What to work on: Nothing but the lines from the one containing "Each instance of the man" to the end of the records below should be output, each exactly as written.

Supplied entries:

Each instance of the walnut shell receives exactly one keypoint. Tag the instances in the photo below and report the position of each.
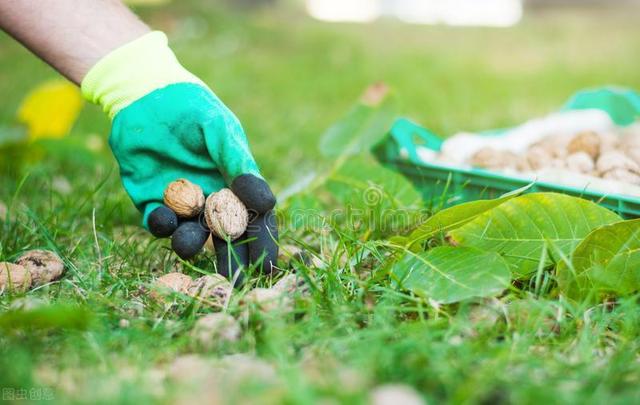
(216, 328)
(610, 141)
(211, 287)
(615, 160)
(587, 141)
(634, 154)
(14, 277)
(44, 266)
(226, 215)
(171, 282)
(554, 145)
(537, 157)
(580, 162)
(184, 198)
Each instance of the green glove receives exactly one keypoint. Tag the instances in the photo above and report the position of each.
(166, 125)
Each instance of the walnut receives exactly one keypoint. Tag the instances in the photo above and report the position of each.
(226, 215)
(610, 141)
(171, 282)
(580, 162)
(211, 287)
(14, 277)
(554, 145)
(615, 160)
(587, 141)
(634, 154)
(216, 328)
(494, 159)
(44, 266)
(630, 140)
(184, 198)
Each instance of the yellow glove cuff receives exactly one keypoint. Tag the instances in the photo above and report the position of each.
(133, 71)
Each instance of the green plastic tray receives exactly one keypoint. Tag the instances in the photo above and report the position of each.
(443, 186)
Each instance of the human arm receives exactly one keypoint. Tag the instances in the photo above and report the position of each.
(70, 35)
(166, 123)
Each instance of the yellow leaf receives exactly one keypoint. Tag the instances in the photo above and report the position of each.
(51, 109)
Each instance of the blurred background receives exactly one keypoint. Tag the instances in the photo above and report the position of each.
(289, 69)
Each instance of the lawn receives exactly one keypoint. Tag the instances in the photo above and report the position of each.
(101, 338)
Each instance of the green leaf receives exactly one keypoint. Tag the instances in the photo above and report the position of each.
(450, 274)
(607, 260)
(521, 228)
(59, 316)
(363, 126)
(458, 215)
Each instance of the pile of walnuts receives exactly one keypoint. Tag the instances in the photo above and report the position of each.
(33, 269)
(190, 219)
(607, 155)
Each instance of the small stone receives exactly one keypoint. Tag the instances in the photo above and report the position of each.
(171, 283)
(14, 277)
(44, 266)
(191, 369)
(226, 215)
(184, 198)
(395, 394)
(214, 329)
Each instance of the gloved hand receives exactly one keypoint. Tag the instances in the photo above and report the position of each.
(166, 125)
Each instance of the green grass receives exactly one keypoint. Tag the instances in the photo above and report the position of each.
(288, 78)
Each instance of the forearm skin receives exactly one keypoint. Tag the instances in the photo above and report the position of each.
(70, 35)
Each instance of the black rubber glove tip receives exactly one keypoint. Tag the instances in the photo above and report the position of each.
(188, 240)
(162, 222)
(263, 246)
(254, 193)
(231, 259)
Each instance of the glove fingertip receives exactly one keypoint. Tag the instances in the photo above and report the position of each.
(162, 222)
(254, 192)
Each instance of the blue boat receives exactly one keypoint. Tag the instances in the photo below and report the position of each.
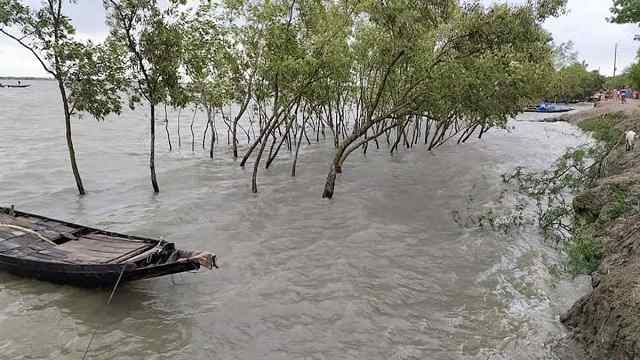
(548, 108)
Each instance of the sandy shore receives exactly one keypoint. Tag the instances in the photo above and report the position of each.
(603, 107)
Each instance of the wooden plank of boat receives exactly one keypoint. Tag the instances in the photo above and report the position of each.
(58, 251)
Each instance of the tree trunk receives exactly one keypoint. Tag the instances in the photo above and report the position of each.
(295, 157)
(72, 153)
(193, 135)
(329, 184)
(213, 133)
(166, 127)
(179, 139)
(152, 164)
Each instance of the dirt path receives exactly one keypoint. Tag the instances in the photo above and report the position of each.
(604, 107)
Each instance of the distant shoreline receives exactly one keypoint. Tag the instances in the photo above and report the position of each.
(23, 78)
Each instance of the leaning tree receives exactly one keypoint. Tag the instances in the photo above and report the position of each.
(154, 46)
(87, 75)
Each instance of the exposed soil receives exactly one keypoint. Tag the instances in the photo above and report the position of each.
(607, 321)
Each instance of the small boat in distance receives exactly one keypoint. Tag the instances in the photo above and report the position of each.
(19, 84)
(61, 252)
(548, 108)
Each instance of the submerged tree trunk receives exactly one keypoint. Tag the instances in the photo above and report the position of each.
(213, 133)
(72, 153)
(193, 135)
(152, 153)
(330, 184)
(295, 157)
(179, 139)
(166, 127)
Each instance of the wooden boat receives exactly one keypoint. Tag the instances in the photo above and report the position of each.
(62, 252)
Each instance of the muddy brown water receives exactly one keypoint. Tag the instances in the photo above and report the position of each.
(380, 272)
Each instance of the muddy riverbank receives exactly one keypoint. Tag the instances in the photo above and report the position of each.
(607, 320)
(380, 272)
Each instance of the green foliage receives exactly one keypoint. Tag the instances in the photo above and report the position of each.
(573, 82)
(153, 44)
(584, 251)
(87, 72)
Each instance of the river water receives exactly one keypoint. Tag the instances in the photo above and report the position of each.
(380, 272)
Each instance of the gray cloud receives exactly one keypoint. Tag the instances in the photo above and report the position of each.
(585, 25)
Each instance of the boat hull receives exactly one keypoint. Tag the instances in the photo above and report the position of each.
(82, 256)
(89, 275)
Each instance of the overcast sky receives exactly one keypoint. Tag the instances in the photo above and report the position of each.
(585, 25)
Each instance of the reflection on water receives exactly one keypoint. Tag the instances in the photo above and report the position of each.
(380, 272)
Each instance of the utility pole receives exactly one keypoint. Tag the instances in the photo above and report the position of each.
(615, 60)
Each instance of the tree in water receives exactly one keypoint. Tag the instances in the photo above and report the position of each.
(86, 74)
(206, 61)
(154, 47)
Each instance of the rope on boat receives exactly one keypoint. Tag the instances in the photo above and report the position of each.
(16, 227)
(86, 351)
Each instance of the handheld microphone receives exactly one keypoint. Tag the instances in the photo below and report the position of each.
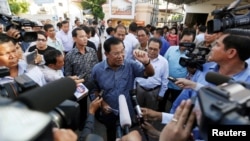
(136, 106)
(119, 133)
(216, 78)
(138, 111)
(49, 96)
(125, 120)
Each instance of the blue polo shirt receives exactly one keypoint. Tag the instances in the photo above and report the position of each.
(199, 77)
(173, 56)
(116, 82)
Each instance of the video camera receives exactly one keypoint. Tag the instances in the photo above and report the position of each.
(12, 89)
(17, 23)
(226, 104)
(229, 18)
(64, 115)
(196, 56)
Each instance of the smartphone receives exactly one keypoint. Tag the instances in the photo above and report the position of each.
(194, 101)
(172, 79)
(82, 75)
(81, 91)
(30, 58)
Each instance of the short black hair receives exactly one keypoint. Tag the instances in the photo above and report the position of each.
(95, 22)
(144, 29)
(188, 31)
(65, 22)
(240, 43)
(159, 31)
(51, 55)
(202, 28)
(93, 31)
(109, 30)
(153, 39)
(111, 41)
(74, 32)
(47, 27)
(5, 39)
(85, 28)
(42, 33)
(132, 27)
(120, 26)
(59, 24)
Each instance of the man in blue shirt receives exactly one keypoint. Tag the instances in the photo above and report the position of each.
(229, 54)
(158, 33)
(173, 56)
(115, 76)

Task result:
Each instance of the man in blue shirt receives exactly one keypoint. Tag the instances in the photo above and report the position of each.
(229, 54)
(158, 33)
(173, 56)
(115, 76)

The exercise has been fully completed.